--- Page extract ---
The Chain of Chance (original Polish title: Katar, literally, "Rhinitis") is a science fiction/detective novel by the Polish writer Stanisław Lem, published in 1976. Lem's treatment of the detective genre introduces many nontraditional elements. The reader is prompted not only to consider various suspects as possible culprits in a series of murders, but also the possibility that they have all happened purely by chance (hence the English title). In this way, the natural laws of probability and chaos theory play the role of suspects and characters in a murder mystery, lending elements of science fiction to the novel. The underlying philosophical idea is exploited by Lem in his major essay The Philosophy of Chance.
A former astronaut is hired by a detective agency to help in an investigation of a case of mysterious deaths. Several victims became mad and committed suicide during their vacation in various Naples spas, apparently without reason. Due to certain similarities in the circumstances of the deaths the case is assumed to be a serial murder by poisoning, although it is never certain what (if any) real connection exists between the victims.
---
__Stated goal 1__: Print, word for word, the part of the passage on The Chain of Chance that opens with the words containing "The Chain of" and closes with "Philosophy of Chance.".
--- Input data ---
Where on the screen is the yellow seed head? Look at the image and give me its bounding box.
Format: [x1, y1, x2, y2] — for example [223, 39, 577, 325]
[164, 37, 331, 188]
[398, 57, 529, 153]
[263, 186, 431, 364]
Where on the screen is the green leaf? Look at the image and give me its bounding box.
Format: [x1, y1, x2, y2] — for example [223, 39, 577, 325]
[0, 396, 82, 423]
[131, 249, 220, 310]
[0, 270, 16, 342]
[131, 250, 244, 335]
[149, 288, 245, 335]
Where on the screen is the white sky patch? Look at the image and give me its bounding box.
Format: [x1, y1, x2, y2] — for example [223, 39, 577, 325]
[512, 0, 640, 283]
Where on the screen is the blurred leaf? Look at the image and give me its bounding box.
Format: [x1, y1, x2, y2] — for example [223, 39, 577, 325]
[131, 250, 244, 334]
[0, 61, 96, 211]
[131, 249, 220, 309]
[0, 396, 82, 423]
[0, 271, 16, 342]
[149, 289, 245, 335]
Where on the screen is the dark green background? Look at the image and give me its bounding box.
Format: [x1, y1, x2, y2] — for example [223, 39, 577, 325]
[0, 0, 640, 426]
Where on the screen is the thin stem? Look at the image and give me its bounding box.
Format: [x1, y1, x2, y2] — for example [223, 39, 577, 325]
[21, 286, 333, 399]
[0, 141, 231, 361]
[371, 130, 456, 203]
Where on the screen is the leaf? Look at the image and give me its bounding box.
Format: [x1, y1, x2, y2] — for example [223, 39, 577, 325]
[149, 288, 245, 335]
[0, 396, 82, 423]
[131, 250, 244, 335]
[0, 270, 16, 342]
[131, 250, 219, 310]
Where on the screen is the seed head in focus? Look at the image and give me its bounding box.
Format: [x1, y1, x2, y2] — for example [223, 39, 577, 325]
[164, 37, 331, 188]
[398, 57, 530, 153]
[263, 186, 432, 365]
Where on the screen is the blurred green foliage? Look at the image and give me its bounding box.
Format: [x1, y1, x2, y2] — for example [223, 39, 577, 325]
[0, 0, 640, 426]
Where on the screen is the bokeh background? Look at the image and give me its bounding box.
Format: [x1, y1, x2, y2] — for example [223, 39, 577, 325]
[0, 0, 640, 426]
---
__Stated goal 2__: Output unchanged the part of the records that runs from their first line through the line containing "[263, 186, 431, 364]", with both ends included, and nothing else.

__Exercise output 1__:
The Chain of Chance (original Polish title: Katar, literally, "Rhinitis") is a science fiction/detective novel by the Polish writer Stanisław Lem, published in 1976. Lem's treatment of the detective genre introduces many nontraditional elements. The reader is prompted not only to consider various suspects as possible culprits in a series of murders, but also the possibility that they have all happened purely by chance (hence the English title). In this way, the natural laws of probability and chaos theory play the role of suspects and characters in a murder mystery, lending elements of science fiction to the novel. The underlying philosophical idea is exploited by Lem in his major essay The Philosophy of Chance.

__Exercise output 2__:
Where on the screen is the yellow seed head? Look at the image and give me its bounding box.
Format: [x1, y1, x2, y2] — for example [223, 39, 577, 325]
[164, 37, 331, 188]
[398, 57, 529, 153]
[263, 186, 431, 364]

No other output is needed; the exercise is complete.